*** Opening of Source passage ***

Benjamin has published four books.

In The Bonds of Love: Psychoanalysis, Feminism and the Problem of Domination (1988) Benjamin undertook a major revision of Freud's theories of both human development and sexuality. Using contemporary research on infancy and gender, she argued for the importance of recognition and the intersubjective relationship. Against this background, she showed how relationships of domination involve the alienation of recognition, and a form of gender splitting she called gender polarity. She argued that we accept and perpetuate relationships of domination not because of an inherent aggressive instinct, but the difficulty of recognizing the Other. She theorizes that domination is a complex psychological process which ensnares both parties in bonds of complicity, and supports this by showing how it affects our family life, our social institutions, and especially our sexual relations, in spite of our conscious commitment to equality and freedom.

The Bonds of Love, Revisited is an edition that celebrates the influence of Jessica Benjamin's work through fifteen essays that look back on the book's impact, offering theoretical deliberations and elaborations of the book's original themes and reflection on the book's impact personally and professionally, for clinicians and feminists around the world.

Benjamin's second book, Like Subjects, Love Objects: Essays on Recognition and Sexual Difference (1995) further developed the psychoanalytic theory of intersubjectivity, revising Freud's oedipal theory to include both genders' need to integrate independence and connection. She builds on the foundation of Freud's Oedipal theory, critically revising it to include the female's struggle for independence. She argues that traditional Freudian theories inevitably reproduce patriarchal gender relationships which are characterized by domination and submission, most notably reflected in the cultural polarity of male rationality and female vulnerability.

Shadow of the Other: Intersubjectivity and Gender in Psychoanalysis (1997), extends Benjamin's work on intersubjectivity, love and aggression.

In 2017, Benjamin published her fourth book, Beyond Doer and Done to: Recognition Theory, Intersubjectivity and the Third, an expansion of her theory of mutual recognition and its breakdown into the complementarity of "doer and done to."

== Reception ==
Benjamin is considered to be one of the most important and influential psychoanalysts of the last four decades. She is one of the founders of relational psychoanalysis, and is one of the first to introduce feminism and gender studies into psychoanalytic thought.

*** Close of Source passage ***

Please say whether each statement agrees with the passage above about Benjamin's books, answering yes or no and quoting the words that decide it: (a) The Bonds of Love came out in 1988. (b) Benjamin held that we accept relationships of domination because of an inherent aggressive instinct. (c) The Bonds of Love, Revisited contains twelve essays.

*** Opening of The data ***

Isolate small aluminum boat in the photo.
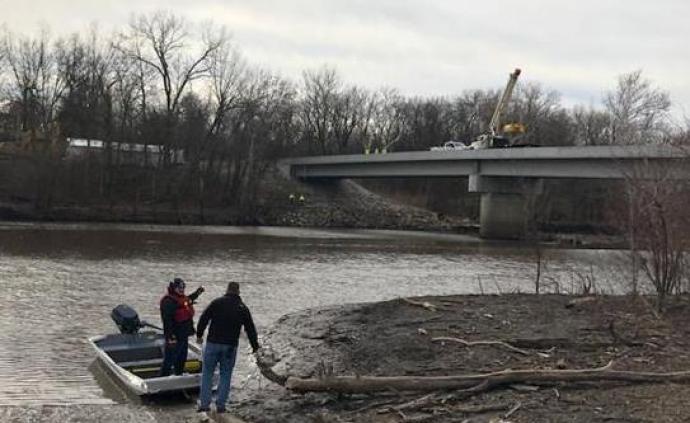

*** Close of The data ***

## Answer to this task:
(a) Yes: "The Bonds of Love: Psychoanalysis, Feminism and the Problem of Domination (1988)"
(b) No: "not because of an inherent aggressive instinct, but the difficulty of recognizing the Other"
(c) No: "through fifteen essays that look back on the book's impact"